**Text segment**

---

At one and four years of age both my kids are already pretty experienced airplane fliers. They both had passports before they were 2 months old. Just this past year alone we have taken 4 trips by air with them (that’s 8 flights total). I remember how nervous I was the first time we flew with a baby – when my first daughter was 3months old. I thought of all the horror stories of how terrible it is to have kids screaming on flights and how terrible the other passengers and flight crew are to the parents of these kids. I thought of all the times I’ve heard a friend gripe about parents who “aren’t doing anything” to control their child in the airport or on the plane. I was a nervous wreck that first flight, but now four years and countless flights later I am much more confident that my kids can handle the flight and that if for some reason they cannot, I will be able to handle the situation.
Also check out Flying With Kids Part Two: On The Plane
When flying internationally, we usually have to get to the airport 2-3 hours before our flight. Going through check in and security with kids and everything that comes with it – stroller, diaper bag, snacks – can be stressful. Not to mention occasional delays and missed bedtimes. It’s as important to have a plan for what to do at the airport as it is for the rest of the trip. So Part One of my Flying with kids tips is all about how to pass the time at the airport.
- Talk about it: This one is more relevant when your child is no longer a baby. As Daniel Tiger puts it “when we do something new, lets talk about what we’ll do”. Before we head to the airport we talk about what we will do once we get there. We talk about how we need to check in and hand over our bags and go through security. We agree to the rules – stay close, hold hands, don’t yell, don’t run, wait patiently in line, etc – that we will follow until we’re through security. We talk about how once we’re past security, there will be more freedom and we can go shopping, we can look for a kids play area or get a snack, look at airplanes, etc. Of course this conversation isn’t enough to magically make your child behave but it does help when your kid knows what to expect and what is expected of them. We go over the expectations one more time before walking into the airport and into the check in line. Once we’re in the various lineups a reminder is usually enough. Show your kid where security is, show them where you will go after you’re done so they have something tangible to look forward to, “once we’re through these doors, you can let go of my hand” for example.
- Food: If your kid is anything like mine then they love to “go to a restaurant”. The grass is always greener and the food is always better somewhere else. Who needs the snacks mommy brought when there are Starbucks muffins to be had? I usually do bring plenty of snacks with us – a few times we even brought actual Starbucks muffins! – but we always end up buying food or snacks at the airport. Unless you’re bringing a full meal for four with you (and who has time for that?) when you have a 6 hour flight and a 2 hour wait at the airport, you will need to buy food at some point. After a while both Husband and I realized that we actually prefer to buy food at the airport rather than on the plane. There are more options and better meals. Plus it kills the time. And depending on what you buy, you can bring leftovers on the plane with you – I once brought half a pizza on the flight because my daughter didn’t want to eat it then. We usually pick a spot in the airport where the kid (or kids) can run around a little bit without disrupting other people and then take turns going to buy food or drinks.

---

**Given data**
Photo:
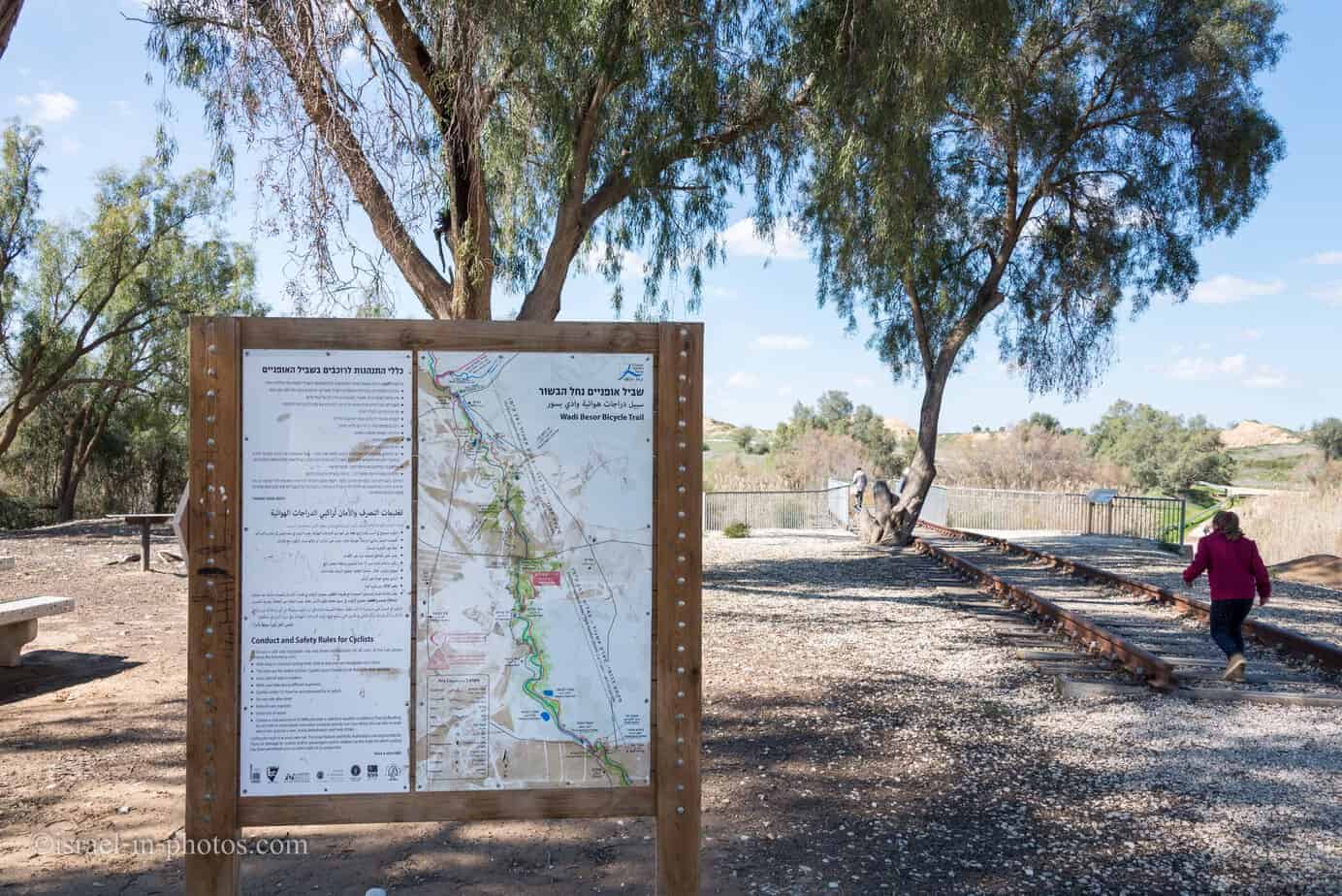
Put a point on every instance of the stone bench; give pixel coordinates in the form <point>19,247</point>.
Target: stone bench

---

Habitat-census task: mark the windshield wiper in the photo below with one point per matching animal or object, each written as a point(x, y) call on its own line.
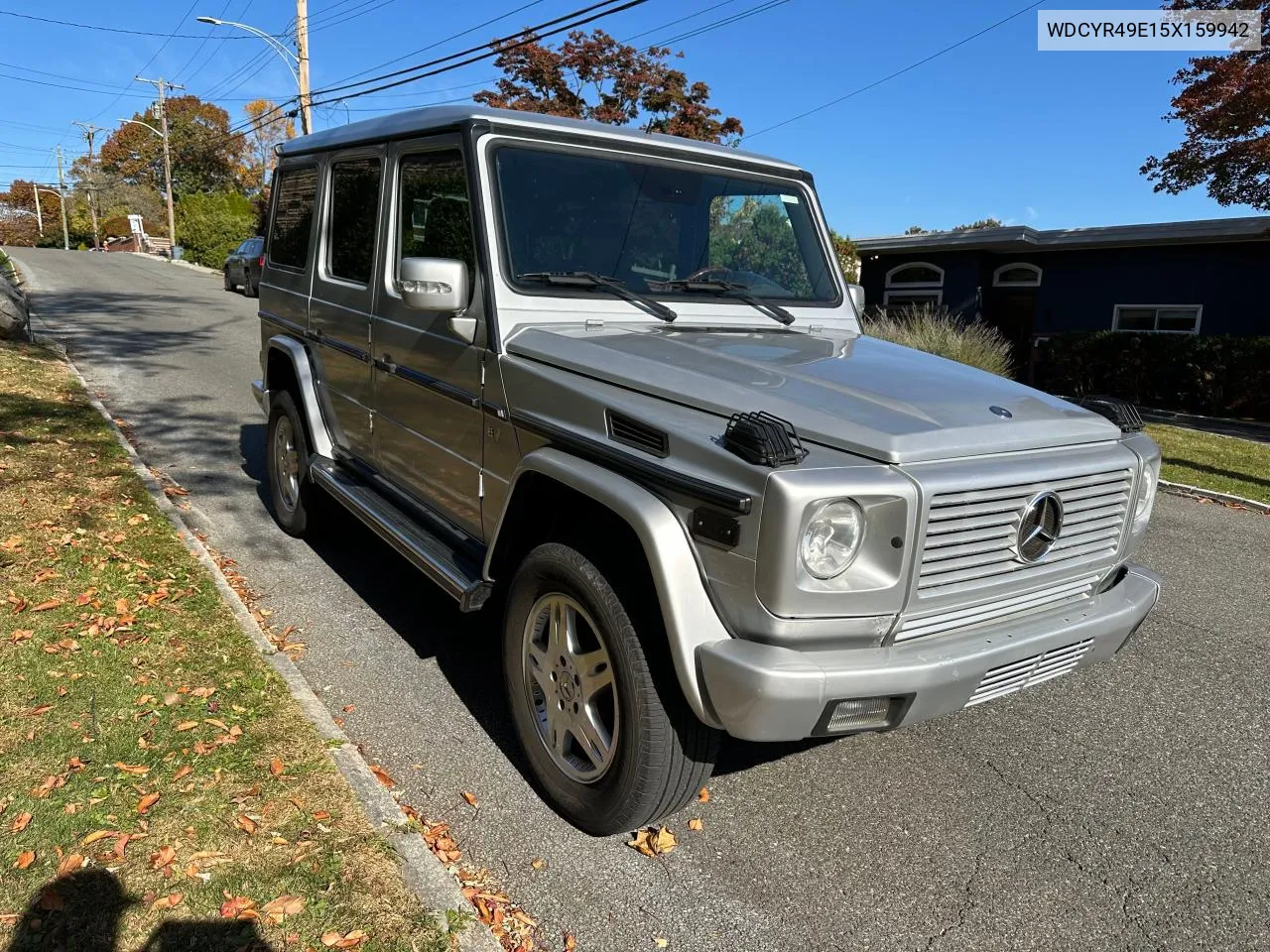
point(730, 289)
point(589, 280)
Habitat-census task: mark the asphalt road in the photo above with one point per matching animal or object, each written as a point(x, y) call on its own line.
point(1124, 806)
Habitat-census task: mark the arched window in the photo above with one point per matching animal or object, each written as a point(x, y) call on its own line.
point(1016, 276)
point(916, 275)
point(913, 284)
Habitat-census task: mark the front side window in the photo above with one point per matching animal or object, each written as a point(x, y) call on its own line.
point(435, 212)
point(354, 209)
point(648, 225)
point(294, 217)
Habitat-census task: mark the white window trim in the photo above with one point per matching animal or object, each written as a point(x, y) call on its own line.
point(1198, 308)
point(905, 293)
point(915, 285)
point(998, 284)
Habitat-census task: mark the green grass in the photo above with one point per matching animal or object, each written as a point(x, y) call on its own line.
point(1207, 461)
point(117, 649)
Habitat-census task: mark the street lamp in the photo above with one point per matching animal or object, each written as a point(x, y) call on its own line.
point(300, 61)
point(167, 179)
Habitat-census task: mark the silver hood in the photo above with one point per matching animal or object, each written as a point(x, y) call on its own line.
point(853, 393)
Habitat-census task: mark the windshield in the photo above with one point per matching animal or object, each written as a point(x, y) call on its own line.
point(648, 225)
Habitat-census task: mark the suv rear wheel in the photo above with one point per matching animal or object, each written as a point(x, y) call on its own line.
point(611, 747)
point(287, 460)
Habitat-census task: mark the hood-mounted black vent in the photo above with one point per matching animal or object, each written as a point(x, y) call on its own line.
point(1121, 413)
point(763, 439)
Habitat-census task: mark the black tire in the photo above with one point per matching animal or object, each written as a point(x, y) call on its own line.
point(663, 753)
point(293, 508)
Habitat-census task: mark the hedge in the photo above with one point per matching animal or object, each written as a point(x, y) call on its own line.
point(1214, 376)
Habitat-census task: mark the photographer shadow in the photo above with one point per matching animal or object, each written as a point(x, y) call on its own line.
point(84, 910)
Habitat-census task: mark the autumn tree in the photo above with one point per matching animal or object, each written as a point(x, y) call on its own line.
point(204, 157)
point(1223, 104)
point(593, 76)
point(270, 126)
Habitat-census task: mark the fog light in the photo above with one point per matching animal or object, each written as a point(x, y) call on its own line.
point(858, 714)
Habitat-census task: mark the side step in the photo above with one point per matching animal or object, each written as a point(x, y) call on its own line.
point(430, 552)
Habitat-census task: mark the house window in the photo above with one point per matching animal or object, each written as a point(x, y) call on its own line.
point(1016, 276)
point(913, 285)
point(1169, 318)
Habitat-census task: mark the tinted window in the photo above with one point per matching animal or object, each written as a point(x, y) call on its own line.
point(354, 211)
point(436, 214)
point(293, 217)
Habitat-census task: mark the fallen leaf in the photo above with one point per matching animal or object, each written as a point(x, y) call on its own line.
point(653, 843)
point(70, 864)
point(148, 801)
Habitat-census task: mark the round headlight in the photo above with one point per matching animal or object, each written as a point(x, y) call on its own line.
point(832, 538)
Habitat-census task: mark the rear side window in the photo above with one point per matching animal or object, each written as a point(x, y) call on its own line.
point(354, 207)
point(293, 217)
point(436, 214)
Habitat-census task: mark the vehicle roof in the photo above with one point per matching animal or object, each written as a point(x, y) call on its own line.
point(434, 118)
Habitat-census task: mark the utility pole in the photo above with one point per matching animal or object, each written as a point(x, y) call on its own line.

---

**Problems and tasks**
A. Rewrite the flying-with-kids text from "At one and four" to "handle the situation.", replacing "nervous wreck" with "bundle of nerves".
B. Continue the flying-with-kids text from the point where it stops.
The records come from a separate source.

**Written answers**
A.
At one and four years of age both my kids are already pretty experienced airplane fliers. They both had passports before they were 2 months old. Just this past year alone we have taken 4 trips by air with them (that’s 8 flights total). I remember how nervous I was the first time we flew with a baby – when my first daughter was 3months old. I thought of all the horror stories of how terrible it is to have kids screaming on flights and how terrible the other passengers and flight crew are to the parents of these kids. I thought of all the times I’ve heard a friend gripe about parents who “aren’t doing anything” to control their child in the airport or on the plane. I was a bundle of nerves that first flight, but now four years and countless flights later I am much more confident that my kids can handle the flight and that if for some reason they cannot, I will be able to handle the situation.

B.
- Baby/child carrier: A carrier is a must for the airport. We have a single stroller that my daughter can stand on to ride on the back (with a three year age difference we didn’t need a double) but sometimes it’s just easier to have a spot for her to settle down in. It’s easy to put baby in the carrier and vacate the stroller. Especially when we’re hanging out at the airport way past her bedtime. Sometimes I just like to put our carry-on bags in the stroller and wear the baby on me instead of schlepping a bunch of bags around. Lastly, when it’s time to board the plane, you’ll need to fold your stroller and leave it at the gate. Putting baby in a carrier leaves your hands free for your stuff. I usually bring a couple of carriers with me – a structured (my ergo) and a sling. The sling is not as convenient for long periods but it’s much faster to get baby in an out of so having the option of speed or long-term comfort is great (plus the sling barely takes up any space at all)
- Apply for Nexus/Global Entry: If you cross the border between Canada and the USA fairly regularly, even if it’s just once a year, it’s totally worth it to get this. The lineup at airport security is usually much shorter and goes by quicker. You don’t have to take your shoes off! It’s even more worth it if you cross the border by car, since there are some bridges that are nexus only.
We have definitely had our hairy moments and unpleasant tantrums in airports. I will be the first to admit that sometimes our kid annoyed the people around us. Sometimes the people around annoyed us and our kid (I’m looking at you jerks who are so impatient at security that they feel the need to butt in between our family to shove their backpack or whatever other carry-on crap they have onto the belt when they deem we’re moving too slow. I bet these asshats are also the ones who complain about kids at the airport. Maybe you should treat everyone with respect, regardless of their age or family situation. Rant over). Sometimes it wasn’t even our kid having the temper tantrum (oops).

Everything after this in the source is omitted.